-- start of Data excerpts --
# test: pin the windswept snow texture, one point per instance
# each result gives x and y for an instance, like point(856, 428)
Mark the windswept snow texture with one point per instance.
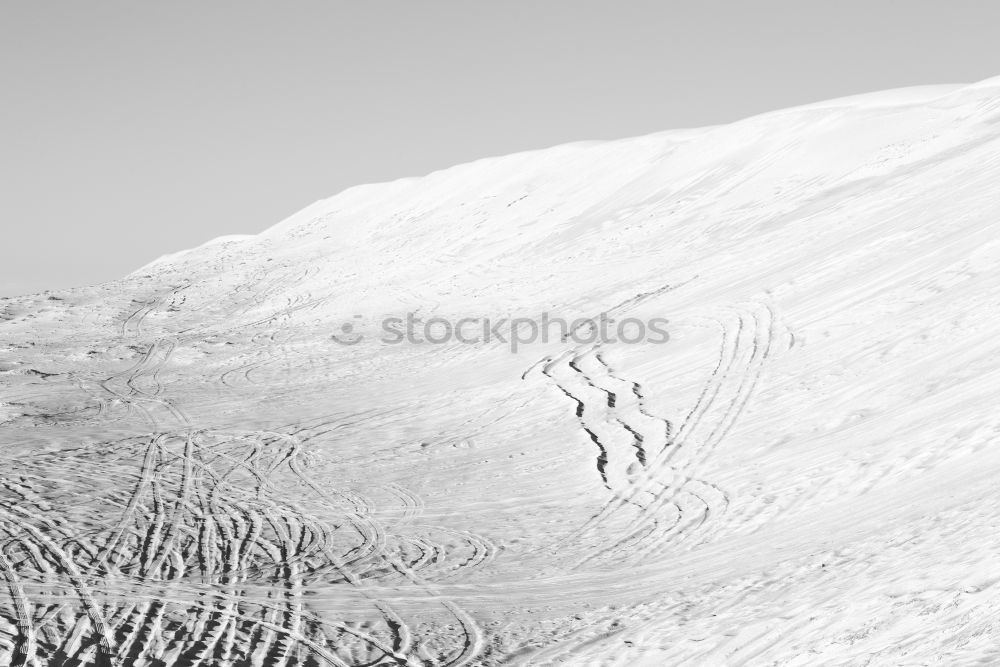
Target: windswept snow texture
point(195, 472)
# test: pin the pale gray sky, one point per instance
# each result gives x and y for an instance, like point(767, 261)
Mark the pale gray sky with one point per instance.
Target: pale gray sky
point(134, 129)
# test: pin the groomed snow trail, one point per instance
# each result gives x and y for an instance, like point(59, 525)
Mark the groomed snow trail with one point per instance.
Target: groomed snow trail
point(203, 466)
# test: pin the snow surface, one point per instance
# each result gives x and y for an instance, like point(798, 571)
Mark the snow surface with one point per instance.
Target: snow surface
point(196, 472)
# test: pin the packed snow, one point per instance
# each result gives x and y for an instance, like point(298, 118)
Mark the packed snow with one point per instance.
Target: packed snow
point(223, 459)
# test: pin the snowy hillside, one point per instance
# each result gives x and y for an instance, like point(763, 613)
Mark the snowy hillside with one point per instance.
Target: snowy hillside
point(227, 458)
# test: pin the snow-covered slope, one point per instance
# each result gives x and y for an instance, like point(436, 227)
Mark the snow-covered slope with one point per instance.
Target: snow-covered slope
point(219, 460)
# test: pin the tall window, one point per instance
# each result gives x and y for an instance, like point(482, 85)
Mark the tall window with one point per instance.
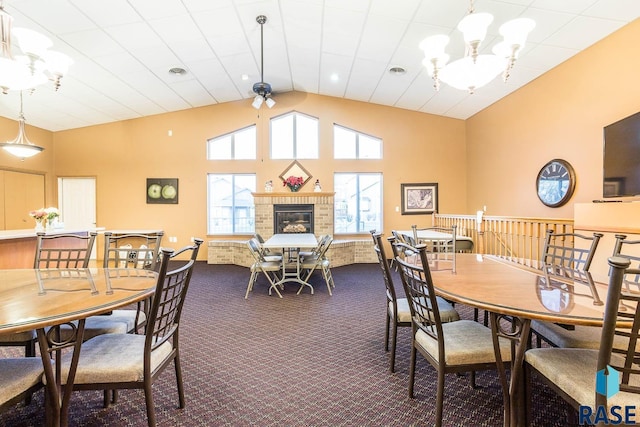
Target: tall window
point(294, 136)
point(230, 203)
point(358, 202)
point(349, 144)
point(238, 145)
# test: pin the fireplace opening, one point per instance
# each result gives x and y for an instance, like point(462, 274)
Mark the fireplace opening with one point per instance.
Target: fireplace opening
point(293, 218)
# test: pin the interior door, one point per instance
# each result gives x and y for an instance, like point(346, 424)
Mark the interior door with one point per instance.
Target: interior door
point(77, 204)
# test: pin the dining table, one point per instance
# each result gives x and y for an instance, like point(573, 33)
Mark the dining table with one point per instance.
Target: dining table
point(514, 295)
point(291, 244)
point(44, 299)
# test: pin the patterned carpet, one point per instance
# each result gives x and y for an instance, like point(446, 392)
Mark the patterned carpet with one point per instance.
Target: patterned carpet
point(304, 360)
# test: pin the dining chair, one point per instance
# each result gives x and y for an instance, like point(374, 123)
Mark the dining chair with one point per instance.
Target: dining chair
point(135, 361)
point(130, 250)
point(53, 251)
point(398, 312)
point(20, 378)
point(270, 269)
point(317, 259)
point(566, 259)
point(453, 347)
point(573, 372)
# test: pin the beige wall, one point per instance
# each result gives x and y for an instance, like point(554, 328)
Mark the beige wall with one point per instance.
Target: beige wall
point(559, 115)
point(491, 159)
point(417, 147)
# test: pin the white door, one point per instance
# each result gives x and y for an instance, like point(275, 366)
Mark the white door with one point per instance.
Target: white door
point(77, 204)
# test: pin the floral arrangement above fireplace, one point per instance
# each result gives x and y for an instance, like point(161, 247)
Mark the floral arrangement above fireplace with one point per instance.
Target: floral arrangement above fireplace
point(293, 182)
point(294, 176)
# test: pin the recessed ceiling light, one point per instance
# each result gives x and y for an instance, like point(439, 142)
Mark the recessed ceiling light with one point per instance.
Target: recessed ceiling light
point(177, 71)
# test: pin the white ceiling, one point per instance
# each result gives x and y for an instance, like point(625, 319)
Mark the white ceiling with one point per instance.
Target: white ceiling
point(123, 50)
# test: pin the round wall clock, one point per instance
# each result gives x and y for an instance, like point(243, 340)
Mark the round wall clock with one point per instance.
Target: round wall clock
point(555, 183)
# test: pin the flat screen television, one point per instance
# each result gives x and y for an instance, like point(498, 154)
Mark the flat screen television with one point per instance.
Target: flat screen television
point(622, 158)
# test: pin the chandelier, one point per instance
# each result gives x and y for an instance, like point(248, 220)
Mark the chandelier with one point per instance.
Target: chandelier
point(21, 146)
point(475, 70)
point(29, 63)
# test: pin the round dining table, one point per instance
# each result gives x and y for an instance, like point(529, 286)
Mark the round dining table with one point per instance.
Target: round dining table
point(514, 295)
point(42, 299)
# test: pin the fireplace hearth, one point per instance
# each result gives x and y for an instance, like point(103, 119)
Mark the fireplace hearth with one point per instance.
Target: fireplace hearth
point(292, 218)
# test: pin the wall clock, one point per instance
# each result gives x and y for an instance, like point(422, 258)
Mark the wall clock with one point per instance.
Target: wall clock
point(555, 183)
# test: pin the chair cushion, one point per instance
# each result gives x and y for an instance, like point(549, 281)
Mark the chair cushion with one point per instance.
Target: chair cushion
point(118, 322)
point(580, 337)
point(18, 336)
point(573, 370)
point(17, 375)
point(465, 342)
point(447, 312)
point(114, 358)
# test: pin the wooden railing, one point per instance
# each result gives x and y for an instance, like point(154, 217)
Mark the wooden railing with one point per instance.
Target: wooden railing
point(518, 239)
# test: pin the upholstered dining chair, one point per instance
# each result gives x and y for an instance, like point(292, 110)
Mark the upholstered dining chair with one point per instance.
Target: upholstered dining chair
point(135, 361)
point(74, 252)
point(573, 372)
point(129, 250)
point(566, 258)
point(398, 312)
point(270, 269)
point(20, 378)
point(461, 346)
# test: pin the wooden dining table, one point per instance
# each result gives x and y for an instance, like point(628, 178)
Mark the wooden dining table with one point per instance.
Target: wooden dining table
point(43, 299)
point(514, 295)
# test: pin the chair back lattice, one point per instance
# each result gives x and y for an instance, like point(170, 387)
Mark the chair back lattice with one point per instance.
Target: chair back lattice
point(566, 258)
point(418, 286)
point(622, 310)
point(63, 250)
point(168, 299)
point(384, 265)
point(132, 250)
point(438, 248)
point(629, 249)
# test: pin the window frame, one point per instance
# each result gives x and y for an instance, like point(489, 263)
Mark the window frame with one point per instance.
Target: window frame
point(294, 155)
point(233, 218)
point(359, 200)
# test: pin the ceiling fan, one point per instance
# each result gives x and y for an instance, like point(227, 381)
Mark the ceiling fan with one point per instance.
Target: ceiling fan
point(262, 89)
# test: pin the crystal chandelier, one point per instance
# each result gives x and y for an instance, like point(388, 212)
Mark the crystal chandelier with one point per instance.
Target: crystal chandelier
point(21, 146)
point(475, 70)
point(30, 62)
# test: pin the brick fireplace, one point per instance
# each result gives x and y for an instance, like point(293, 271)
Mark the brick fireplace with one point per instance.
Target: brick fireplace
point(322, 204)
point(341, 252)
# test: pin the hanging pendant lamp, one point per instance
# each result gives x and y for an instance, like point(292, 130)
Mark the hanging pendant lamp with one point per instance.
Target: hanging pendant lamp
point(21, 146)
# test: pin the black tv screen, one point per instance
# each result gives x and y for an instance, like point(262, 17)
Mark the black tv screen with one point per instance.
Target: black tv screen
point(622, 158)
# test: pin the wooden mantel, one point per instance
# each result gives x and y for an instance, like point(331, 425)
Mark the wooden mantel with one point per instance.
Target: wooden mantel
point(295, 194)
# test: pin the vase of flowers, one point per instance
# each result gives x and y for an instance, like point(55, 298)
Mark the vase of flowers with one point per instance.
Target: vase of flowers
point(52, 215)
point(294, 183)
point(40, 216)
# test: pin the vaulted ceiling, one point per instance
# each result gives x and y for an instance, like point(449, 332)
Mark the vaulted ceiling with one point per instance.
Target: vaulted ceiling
point(123, 50)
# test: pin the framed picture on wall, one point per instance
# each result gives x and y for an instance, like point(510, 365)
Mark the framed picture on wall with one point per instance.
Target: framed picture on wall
point(162, 190)
point(419, 199)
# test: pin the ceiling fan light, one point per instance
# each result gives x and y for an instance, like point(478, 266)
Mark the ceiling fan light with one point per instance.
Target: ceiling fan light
point(257, 102)
point(474, 27)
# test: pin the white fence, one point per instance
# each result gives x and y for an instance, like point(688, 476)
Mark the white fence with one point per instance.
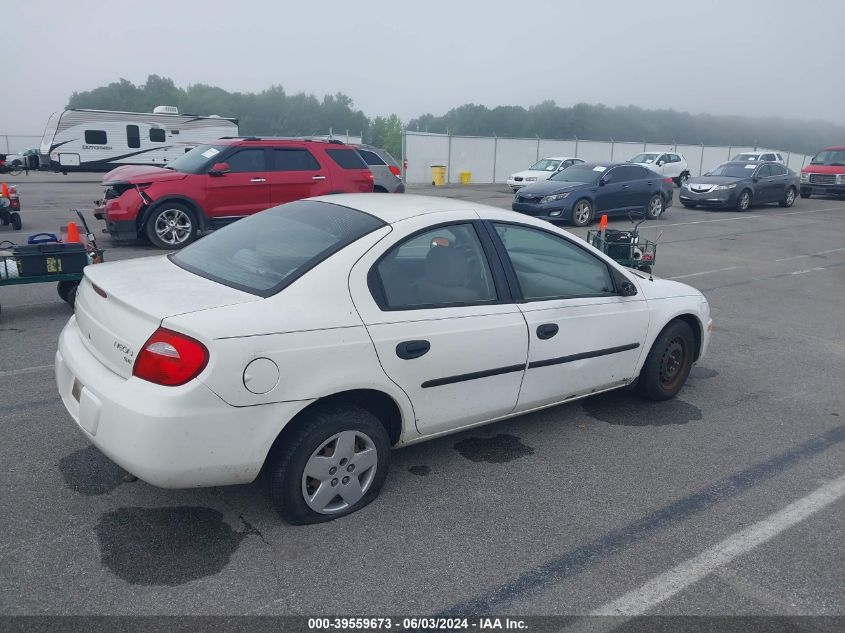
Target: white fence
point(493, 159)
point(16, 143)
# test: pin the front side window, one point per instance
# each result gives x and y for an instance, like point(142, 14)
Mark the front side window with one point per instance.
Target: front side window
point(246, 160)
point(550, 267)
point(265, 252)
point(294, 159)
point(438, 268)
point(96, 137)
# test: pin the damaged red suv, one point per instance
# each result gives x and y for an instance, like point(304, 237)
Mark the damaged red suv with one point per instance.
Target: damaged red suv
point(213, 185)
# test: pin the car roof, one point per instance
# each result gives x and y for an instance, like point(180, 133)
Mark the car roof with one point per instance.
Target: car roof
point(394, 208)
-- end of Data excerpts --
Give again the lines from the line that contains "# test: pin the framed" through the last line of the material above, exactly and with both ends included. Omit the pictures.

# test: pin the framed picture on wall, one point per instance
# each result gives x and y for an instance, like point(510, 365)
Mark the framed picture on wall with one point per instance.
Target: framed picture on wall
point(162, 190)
point(419, 199)
# test: pin the ceiling fan light, one point per instance
# each result gives x and y for an instance, like point(478, 266)
Mark the ceiling fan light with one point per instance.
Target: ceiling fan light
point(257, 102)
point(474, 27)
# test: pin the white fence, one point per instance
# each result gives x and y for an instance, like point(688, 476)
Mark the white fence with one point per instance.
Target: white fence
point(493, 159)
point(16, 143)
# test: pin the front side window, one point per instance
# each result gives x and y for an instance, like point(142, 14)
Mark the front side window with one point per instance.
Target: front side window
point(246, 160)
point(550, 267)
point(265, 252)
point(294, 159)
point(438, 268)
point(96, 137)
# test: pin the damaged red suv, one point per instance
# each result gives x and y for an instance, like point(304, 237)
Mark the damaged red suv with one point per instance.
Target: damaged red suv
point(213, 185)
# test: pin the car roof, one point per instance
# each result gives x and y for an instance, like point(180, 133)
Mark the car roof with one point per instance.
Target: car roof
point(394, 208)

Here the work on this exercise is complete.